A line counts if it contains the word "white" at least once. State how many such lines the records contain, giving the number alone.

Provided data section start

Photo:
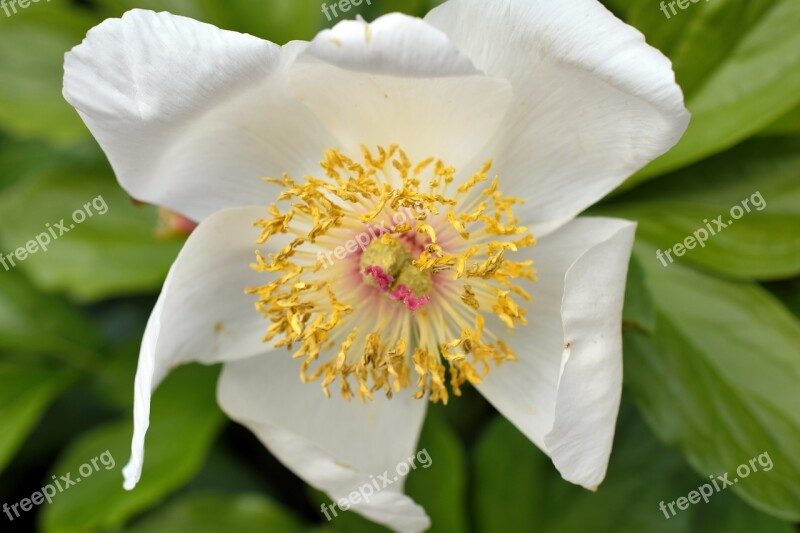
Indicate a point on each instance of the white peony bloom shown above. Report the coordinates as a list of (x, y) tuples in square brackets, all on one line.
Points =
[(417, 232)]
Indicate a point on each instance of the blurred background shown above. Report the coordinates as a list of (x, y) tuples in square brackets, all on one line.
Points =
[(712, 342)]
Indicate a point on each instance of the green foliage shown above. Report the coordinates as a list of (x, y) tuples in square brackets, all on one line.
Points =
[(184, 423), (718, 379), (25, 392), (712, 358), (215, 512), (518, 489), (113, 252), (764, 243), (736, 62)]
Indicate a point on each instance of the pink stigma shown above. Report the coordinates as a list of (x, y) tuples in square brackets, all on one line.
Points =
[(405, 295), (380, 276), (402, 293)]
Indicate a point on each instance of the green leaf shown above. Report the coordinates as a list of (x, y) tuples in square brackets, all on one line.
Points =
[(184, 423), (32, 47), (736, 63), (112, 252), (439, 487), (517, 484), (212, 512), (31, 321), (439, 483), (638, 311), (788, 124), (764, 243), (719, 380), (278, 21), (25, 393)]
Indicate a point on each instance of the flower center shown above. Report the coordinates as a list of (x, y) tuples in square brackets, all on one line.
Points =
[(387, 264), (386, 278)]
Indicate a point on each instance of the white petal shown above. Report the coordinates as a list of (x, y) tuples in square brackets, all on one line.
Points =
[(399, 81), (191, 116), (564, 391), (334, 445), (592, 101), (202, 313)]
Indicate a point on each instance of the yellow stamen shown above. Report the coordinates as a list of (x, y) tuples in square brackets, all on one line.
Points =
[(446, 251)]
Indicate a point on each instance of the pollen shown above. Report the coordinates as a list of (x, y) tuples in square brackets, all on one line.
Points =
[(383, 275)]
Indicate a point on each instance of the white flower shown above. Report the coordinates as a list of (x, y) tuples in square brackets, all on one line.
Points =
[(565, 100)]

Provided data section end
Provided data section start

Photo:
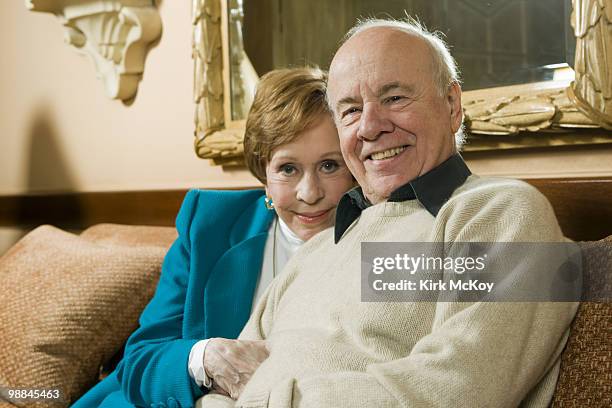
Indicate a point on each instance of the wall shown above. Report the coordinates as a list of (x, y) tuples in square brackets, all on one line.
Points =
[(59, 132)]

Provided data section end

## Answer below
3